**Entries provided**
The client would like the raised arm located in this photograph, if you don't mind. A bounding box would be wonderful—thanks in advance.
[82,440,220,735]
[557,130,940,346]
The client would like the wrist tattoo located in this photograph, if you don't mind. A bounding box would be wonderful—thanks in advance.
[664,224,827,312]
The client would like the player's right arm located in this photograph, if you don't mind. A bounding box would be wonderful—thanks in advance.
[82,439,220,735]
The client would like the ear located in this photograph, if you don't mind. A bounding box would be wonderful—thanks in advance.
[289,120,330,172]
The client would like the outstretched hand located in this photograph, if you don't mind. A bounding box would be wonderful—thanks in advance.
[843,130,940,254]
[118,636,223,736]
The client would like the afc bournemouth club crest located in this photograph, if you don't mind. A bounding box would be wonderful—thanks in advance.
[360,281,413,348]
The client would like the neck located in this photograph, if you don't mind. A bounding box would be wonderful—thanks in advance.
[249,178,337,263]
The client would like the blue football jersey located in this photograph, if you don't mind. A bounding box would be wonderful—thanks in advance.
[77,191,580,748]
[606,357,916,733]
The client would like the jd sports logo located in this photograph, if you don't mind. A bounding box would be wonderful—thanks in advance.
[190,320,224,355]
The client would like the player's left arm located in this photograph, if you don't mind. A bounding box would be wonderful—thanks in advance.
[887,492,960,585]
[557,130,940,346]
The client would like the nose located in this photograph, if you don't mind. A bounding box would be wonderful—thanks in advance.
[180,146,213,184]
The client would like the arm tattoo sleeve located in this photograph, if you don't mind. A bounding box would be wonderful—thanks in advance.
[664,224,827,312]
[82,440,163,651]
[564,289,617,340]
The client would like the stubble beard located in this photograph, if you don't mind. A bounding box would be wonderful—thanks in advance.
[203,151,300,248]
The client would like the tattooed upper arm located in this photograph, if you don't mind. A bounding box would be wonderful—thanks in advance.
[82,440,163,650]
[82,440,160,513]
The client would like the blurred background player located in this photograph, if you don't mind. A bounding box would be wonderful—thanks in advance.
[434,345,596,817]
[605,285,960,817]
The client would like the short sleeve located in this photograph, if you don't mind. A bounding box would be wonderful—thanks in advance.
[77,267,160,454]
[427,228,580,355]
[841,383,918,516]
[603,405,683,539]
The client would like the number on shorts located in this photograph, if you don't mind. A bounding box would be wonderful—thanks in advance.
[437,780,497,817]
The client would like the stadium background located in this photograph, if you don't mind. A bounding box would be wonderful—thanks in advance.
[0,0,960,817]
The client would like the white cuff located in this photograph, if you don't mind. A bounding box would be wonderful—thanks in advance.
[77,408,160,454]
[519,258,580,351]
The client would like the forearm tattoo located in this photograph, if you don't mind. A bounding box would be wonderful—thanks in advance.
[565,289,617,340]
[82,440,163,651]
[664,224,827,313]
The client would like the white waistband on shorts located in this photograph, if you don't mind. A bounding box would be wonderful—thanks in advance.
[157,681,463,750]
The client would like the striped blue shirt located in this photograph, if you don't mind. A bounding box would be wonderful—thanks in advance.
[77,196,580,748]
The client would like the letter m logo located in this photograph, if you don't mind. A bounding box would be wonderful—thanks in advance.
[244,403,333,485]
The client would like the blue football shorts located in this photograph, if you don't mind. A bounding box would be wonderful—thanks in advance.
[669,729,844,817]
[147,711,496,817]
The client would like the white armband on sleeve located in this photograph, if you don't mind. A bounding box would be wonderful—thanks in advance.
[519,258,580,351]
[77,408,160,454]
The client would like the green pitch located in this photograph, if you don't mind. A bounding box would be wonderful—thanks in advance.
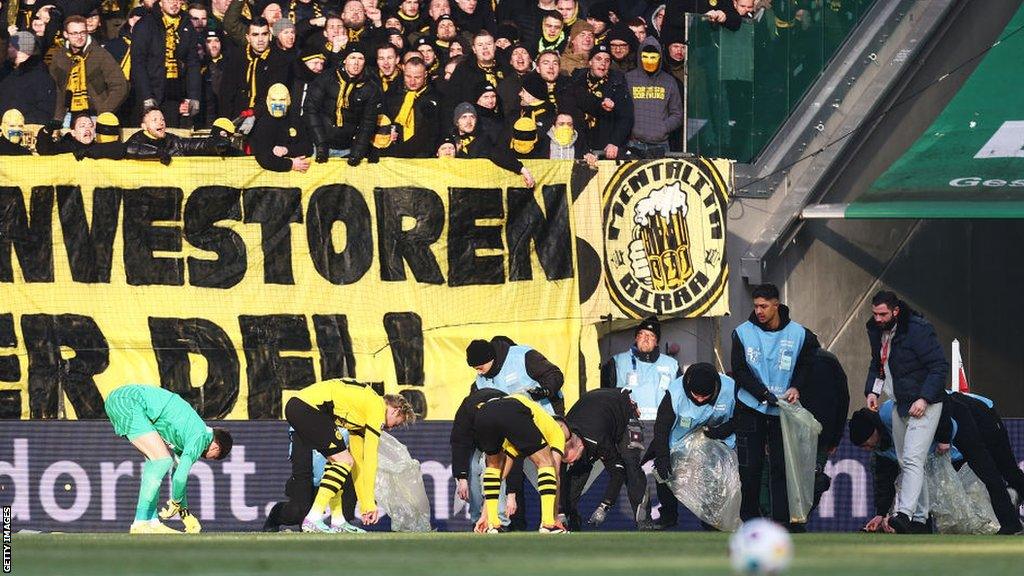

**Exercise instructions**
Rewrite the material from its first line through the line containing "[249,178,337,263]", changing each "client" to "customer" and leaving everything else as it is.

**Task response**
The customer would like the raised arm located in this photograph, if you don't mind. A bounding box would be wonderful—thanks in advance.
[82,440,220,735]
[557,130,940,346]
The customer would like the wrist tattoo located in this photograph, if you don't mind. A bounding box would be wonderful—thanks in advance.
[664,224,827,312]
The customer would like the player's right arm located in this photograph, if you don't mind. A bounding box would be wonderful—thanks in advance.
[82,439,220,735]
The customer would like the ear located in this photograph, if you don't mind. A bounding box would be wonderful—thanks in advance.
[289,120,330,172]
The customer would like the outstretched hand located in this photograph, if you don't mind. A bounding box would be wonderful—thanks in advance.
[843,130,940,254]
[118,636,223,736]
The customer would like the afc bournemouth club crest located in this photograph, if you don't mind. A bounding box would be wonderful—thanks in advance.
[360,281,413,348]
The customer would like the neck located in this photograph, if you don't mind. A bounding box would be wonderful—thanks in advance.
[249,178,337,263]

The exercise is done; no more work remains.